## Work required
In the article on social emotional learning and teamwork, what are autonomy, transparency, and accountability all rooted in?

## Given text
------------------------------

Why Social Emotional Learning is the Key to a High Powered Team [Part Two]

In part one of our article on social emotional learning and effective teamwork, we explored why SEL is the key to highly effective teams and essential to educator wellbeing. Adult social emotional learning can help schools open up lines of communication, build supportive school communities, and uphold high expectations for everyone in the community. Internally, adult SEL will allow for greater autonomy, transparency, and accountability; further explained below.

Increased Autonomy

SEL increases teacher autonomy by teaching strategies for dealing with personal challenges and conflict. Once teachers, and teams, are equipped with skills for dealing with difficult emotions, problems can be resolved internally — without needing support from administrators. Additionally, teachers will be more able to meet their students’ needs because their needs are taken care of as well.

Greater Transparency

When SEL for teachers is a regular part of your team building, it creates transparency. For starters, it’s easier to communicate about issues we may be facing when we have a shared language to discuss it. When we don’t feel understood, it sometimes causes us to withhold information rather than go in detail or explaining every aspect of what’s bothering you. Therefore, the team is able to communicate their needs, and feel comfortable asking or offering support as needed.

Stronger Accountability

If we are able to communicate our needs to others, that offers a chance to strengthen accountability. Asking and receiving exactly what you need from a teammate goes a long way towards building a strong team. Not only is the immediate issue fixed, but trust is built within the team. It also makes it more likely that you will support another team member in return. When that happens, your team is starting to become accountable to themselves and to one another.

These three components are critical to strong teams and boosting individual performances. Ultimately, they are all rooted in trust and empathy, and adult SEL is a great way to build them.

------------------------------

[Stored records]

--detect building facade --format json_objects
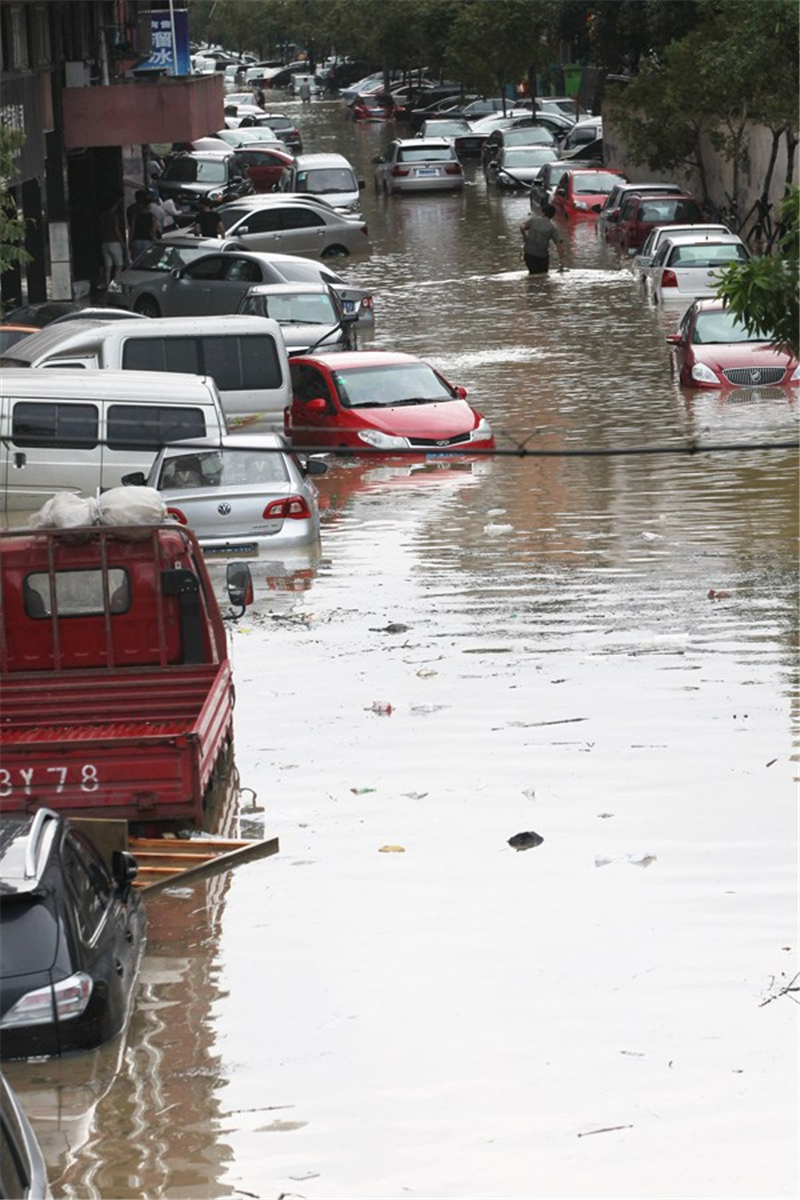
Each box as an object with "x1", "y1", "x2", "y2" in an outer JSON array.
[{"x1": 0, "y1": 0, "x2": 223, "y2": 311}]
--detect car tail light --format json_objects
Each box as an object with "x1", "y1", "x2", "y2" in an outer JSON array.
[
  {"x1": 0, "y1": 971, "x2": 92, "y2": 1028},
  {"x1": 261, "y1": 496, "x2": 311, "y2": 521}
]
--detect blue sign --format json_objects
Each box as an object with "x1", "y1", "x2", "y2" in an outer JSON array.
[{"x1": 137, "y1": 8, "x2": 192, "y2": 74}]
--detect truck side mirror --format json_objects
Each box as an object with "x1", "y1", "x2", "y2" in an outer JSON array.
[
  {"x1": 225, "y1": 563, "x2": 253, "y2": 617},
  {"x1": 112, "y1": 850, "x2": 139, "y2": 895},
  {"x1": 302, "y1": 458, "x2": 327, "y2": 475}
]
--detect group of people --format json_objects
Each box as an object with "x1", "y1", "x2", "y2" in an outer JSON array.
[{"x1": 100, "y1": 187, "x2": 179, "y2": 289}]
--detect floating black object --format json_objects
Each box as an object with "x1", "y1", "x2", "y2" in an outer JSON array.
[{"x1": 509, "y1": 829, "x2": 545, "y2": 850}]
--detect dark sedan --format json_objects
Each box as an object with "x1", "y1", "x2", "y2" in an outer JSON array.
[
  {"x1": 155, "y1": 150, "x2": 254, "y2": 218},
  {"x1": 109, "y1": 247, "x2": 293, "y2": 317},
  {"x1": 0, "y1": 809, "x2": 145, "y2": 1058}
]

------------------------------

## Problem solution
They are all rooted in trust and empathy.